_SUMBER_.
▼▼▼

Untuk itu, pada zaman dahulu nenek moyang kita secara tradisional mengaplikasikan pengetahuan tentang pengelolaan alam dan lingkungan menjadi sebuah tindakan mitigasi bencana. Berikut ini sejumlah kearifan lokal dalam mitigasi bencana banjir dan longsor.

Contoh Kearifan Lokal dalam Mitigasi Bencana Banjir dan Longsor di Indonesia


Berikut ini sejumlah contoh kearifan lokal yang diterapkan turun-temurun di berbagai daerah di Indonesia untuk mitigasi bencana banjir dan longsor.

1. Lamban Langgakh Sebagai Mitigasi Bencana Banjir di Lampung

Lamban langgakh merupakan sebutan untuk rumah panggung di daerah Pesisir Barat, Lampung. Kearifan lokal berupa rumah panggung ini selain digunakan untuk mitigasi bencana gempa dan tsunami, serta juga digunakan untuk mitigasi bencana banjir.

Rumah panggung ini berbahan utama kayu atau papan yang diperkuat dengan pasak dan tiang, serta memiliki ketinggian 2-3 meter di atas permukaan tanah.

▲▲▲

_TUJUAN_.
Jawablah pertanyaan berikut berdasarkan teks sumber.
(a) Apa sebutan untuk rumah panggung di daerah Pesisir Barat, Lampung?
(b) Berapa ketinggian rumah panggung tersebut di atas permukaan tanah?
(c) Selain banjir, bencana apa saja yang mitigasinya juga memakai rumah panggung ini?
Materi yang tercantum sesudah ini tidak berhubungan dengan teks sumber.

_DATA TERSIMPAN_.

▼▼▼

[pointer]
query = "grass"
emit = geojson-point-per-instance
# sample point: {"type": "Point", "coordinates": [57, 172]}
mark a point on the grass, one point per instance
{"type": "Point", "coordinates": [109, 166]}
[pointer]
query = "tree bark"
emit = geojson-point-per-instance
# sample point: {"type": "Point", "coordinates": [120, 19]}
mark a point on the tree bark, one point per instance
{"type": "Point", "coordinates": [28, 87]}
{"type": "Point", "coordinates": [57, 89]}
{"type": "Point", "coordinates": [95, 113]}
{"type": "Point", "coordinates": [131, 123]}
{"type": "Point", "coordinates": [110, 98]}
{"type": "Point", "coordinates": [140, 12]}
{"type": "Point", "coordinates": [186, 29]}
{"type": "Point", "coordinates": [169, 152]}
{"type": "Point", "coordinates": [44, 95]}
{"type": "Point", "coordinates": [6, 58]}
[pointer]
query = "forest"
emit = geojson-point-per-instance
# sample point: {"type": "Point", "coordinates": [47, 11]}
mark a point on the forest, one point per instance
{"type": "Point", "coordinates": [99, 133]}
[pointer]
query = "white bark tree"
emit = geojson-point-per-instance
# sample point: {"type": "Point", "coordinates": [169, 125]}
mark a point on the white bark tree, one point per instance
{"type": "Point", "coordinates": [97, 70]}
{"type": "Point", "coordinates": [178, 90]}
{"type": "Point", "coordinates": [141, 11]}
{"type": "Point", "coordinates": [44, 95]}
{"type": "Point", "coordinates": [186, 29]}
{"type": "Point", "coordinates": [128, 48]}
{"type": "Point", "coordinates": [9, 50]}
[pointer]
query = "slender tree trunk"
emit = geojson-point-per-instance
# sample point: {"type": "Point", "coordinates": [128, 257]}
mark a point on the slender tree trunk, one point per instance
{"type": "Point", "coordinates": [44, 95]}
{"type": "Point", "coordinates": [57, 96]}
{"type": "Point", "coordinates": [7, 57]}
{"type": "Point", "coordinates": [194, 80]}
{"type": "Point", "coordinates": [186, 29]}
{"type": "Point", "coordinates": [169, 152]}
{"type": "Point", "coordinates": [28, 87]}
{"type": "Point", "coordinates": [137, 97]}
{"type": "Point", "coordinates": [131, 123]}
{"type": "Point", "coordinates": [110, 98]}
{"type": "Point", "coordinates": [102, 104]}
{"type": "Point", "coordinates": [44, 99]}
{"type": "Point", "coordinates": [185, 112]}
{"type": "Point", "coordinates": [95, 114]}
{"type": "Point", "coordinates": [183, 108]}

▲▲▲

_JAWABAN TUGAS_.
(a) Lamban langgakh.
(b) 2-3 meter.
(c) Gempa dan tsunami.